Problem details -
The data that follows should be copied out exactly.

---------- Records for this exercise

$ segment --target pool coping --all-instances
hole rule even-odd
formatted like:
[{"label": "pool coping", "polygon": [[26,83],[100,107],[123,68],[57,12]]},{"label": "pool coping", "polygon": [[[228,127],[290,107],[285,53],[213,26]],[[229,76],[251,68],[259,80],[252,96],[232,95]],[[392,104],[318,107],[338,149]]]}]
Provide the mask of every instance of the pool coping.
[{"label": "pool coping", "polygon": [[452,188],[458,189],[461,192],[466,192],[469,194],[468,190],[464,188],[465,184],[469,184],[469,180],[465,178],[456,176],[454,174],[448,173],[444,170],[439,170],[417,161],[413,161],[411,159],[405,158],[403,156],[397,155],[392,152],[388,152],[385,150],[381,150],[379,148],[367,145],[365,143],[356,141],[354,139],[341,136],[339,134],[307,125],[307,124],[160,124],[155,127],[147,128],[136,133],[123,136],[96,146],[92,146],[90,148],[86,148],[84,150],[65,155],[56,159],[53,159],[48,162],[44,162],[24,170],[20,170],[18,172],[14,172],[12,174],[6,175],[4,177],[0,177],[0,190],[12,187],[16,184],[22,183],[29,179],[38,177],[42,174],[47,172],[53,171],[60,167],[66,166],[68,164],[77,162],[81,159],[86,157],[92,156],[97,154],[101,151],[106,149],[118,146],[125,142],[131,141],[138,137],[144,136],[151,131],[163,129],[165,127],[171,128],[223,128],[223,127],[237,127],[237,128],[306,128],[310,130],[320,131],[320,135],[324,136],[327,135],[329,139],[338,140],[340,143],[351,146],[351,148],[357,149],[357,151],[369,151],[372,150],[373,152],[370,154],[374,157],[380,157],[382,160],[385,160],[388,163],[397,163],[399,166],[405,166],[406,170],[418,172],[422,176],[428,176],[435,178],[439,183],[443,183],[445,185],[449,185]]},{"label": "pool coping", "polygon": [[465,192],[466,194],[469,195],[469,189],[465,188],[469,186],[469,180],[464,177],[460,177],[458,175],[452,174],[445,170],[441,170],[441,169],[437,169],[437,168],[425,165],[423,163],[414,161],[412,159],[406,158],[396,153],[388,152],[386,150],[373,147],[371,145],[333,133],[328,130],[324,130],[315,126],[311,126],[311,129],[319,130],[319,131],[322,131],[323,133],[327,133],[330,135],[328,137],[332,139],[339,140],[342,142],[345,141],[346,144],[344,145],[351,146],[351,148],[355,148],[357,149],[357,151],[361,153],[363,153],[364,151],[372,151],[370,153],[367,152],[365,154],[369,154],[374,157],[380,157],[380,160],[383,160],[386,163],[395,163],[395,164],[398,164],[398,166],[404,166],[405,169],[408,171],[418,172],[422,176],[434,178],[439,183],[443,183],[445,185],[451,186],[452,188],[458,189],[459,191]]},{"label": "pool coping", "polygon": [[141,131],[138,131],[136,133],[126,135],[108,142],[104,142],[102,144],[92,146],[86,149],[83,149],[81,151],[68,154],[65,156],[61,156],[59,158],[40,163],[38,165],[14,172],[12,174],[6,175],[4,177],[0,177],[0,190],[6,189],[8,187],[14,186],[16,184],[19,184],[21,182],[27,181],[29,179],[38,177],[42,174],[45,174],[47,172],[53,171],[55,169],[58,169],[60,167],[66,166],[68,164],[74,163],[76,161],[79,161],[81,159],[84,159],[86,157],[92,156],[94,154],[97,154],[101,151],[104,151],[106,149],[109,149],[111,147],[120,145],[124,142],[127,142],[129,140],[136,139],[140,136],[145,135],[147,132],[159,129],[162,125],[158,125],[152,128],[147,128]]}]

--------------------

Exercise solution -
$ segment --target pool coping --all-instances
hole rule even-odd
formatted like:
[{"label": "pool coping", "polygon": [[26,83],[100,107],[123,68],[57,12]]},{"label": "pool coping", "polygon": [[[228,127],[290,107],[285,53],[213,26]],[[229,76],[251,68],[259,80],[252,96],[232,95]],[[392,104],[318,107],[338,149]]]}]
Provide the mask of every instance of the pool coping.
[{"label": "pool coping", "polygon": [[452,188],[458,189],[461,192],[466,192],[469,194],[468,190],[464,188],[465,184],[469,184],[469,180],[465,178],[456,176],[454,174],[448,173],[444,170],[439,170],[417,161],[413,161],[411,159],[405,158],[403,156],[397,155],[392,152],[388,152],[385,150],[381,150],[379,148],[367,145],[365,143],[356,141],[354,139],[341,136],[339,134],[307,125],[307,124],[160,124],[155,127],[147,128],[136,133],[123,136],[96,146],[92,146],[90,148],[86,148],[84,150],[65,155],[56,159],[53,159],[48,162],[44,162],[24,170],[20,170],[18,172],[14,172],[12,174],[6,175],[4,177],[0,177],[0,190],[12,187],[16,184],[22,183],[29,179],[38,177],[42,174],[47,172],[53,171],[60,167],[66,166],[68,164],[77,162],[81,159],[86,157],[92,156],[97,154],[101,151],[106,149],[118,146],[125,142],[131,141],[138,137],[144,136],[151,131],[163,129],[165,127],[171,128],[223,128],[223,127],[237,127],[237,128],[306,128],[310,130],[320,131],[320,135],[324,136],[327,135],[329,139],[338,140],[340,143],[351,146],[351,148],[357,149],[357,151],[369,151],[372,150],[373,152],[370,154],[374,157],[380,157],[382,160],[385,160],[388,163],[397,163],[399,166],[405,166],[406,170],[418,172],[422,176],[428,176],[435,178],[439,183],[443,183],[445,185],[449,185]]},{"label": "pool coping", "polygon": [[465,192],[466,194],[469,195],[469,189],[465,188],[469,186],[469,180],[464,177],[460,177],[458,175],[452,174],[445,170],[441,170],[441,169],[437,169],[437,168],[425,165],[423,163],[414,161],[412,159],[406,158],[396,153],[388,152],[386,150],[373,147],[371,145],[333,133],[328,130],[324,130],[315,126],[311,126],[311,129],[319,130],[319,131],[322,131],[323,133],[327,133],[330,135],[328,137],[332,139],[339,140],[342,142],[345,141],[346,144],[344,145],[351,146],[351,148],[355,148],[357,149],[357,151],[361,153],[363,153],[364,151],[372,151],[370,153],[367,152],[365,154],[369,154],[374,157],[380,157],[380,160],[383,160],[386,163],[395,163],[395,164],[398,164],[398,166],[404,166],[405,169],[408,171],[418,172],[422,176],[434,178],[439,183],[443,183],[445,185],[451,186],[452,188],[458,189],[459,191]]},{"label": "pool coping", "polygon": [[141,131],[138,131],[136,133],[126,135],[108,142],[104,142],[102,144],[92,146],[86,149],[83,149],[81,151],[68,154],[65,156],[61,156],[59,158],[40,163],[38,165],[14,172],[12,174],[6,175],[4,177],[0,177],[0,190],[6,189],[8,187],[14,186],[16,184],[19,184],[21,182],[27,181],[29,179],[38,177],[42,174],[45,174],[47,172],[53,171],[55,169],[58,169],[60,167],[66,166],[68,164],[74,163],[76,161],[79,161],[81,159],[84,159],[86,157],[92,156],[94,154],[97,154],[101,151],[104,151],[106,149],[109,149],[111,147],[120,145],[124,142],[127,142],[129,140],[136,139],[140,136],[145,135],[147,132],[159,129],[162,125],[158,125],[152,128],[147,128]]}]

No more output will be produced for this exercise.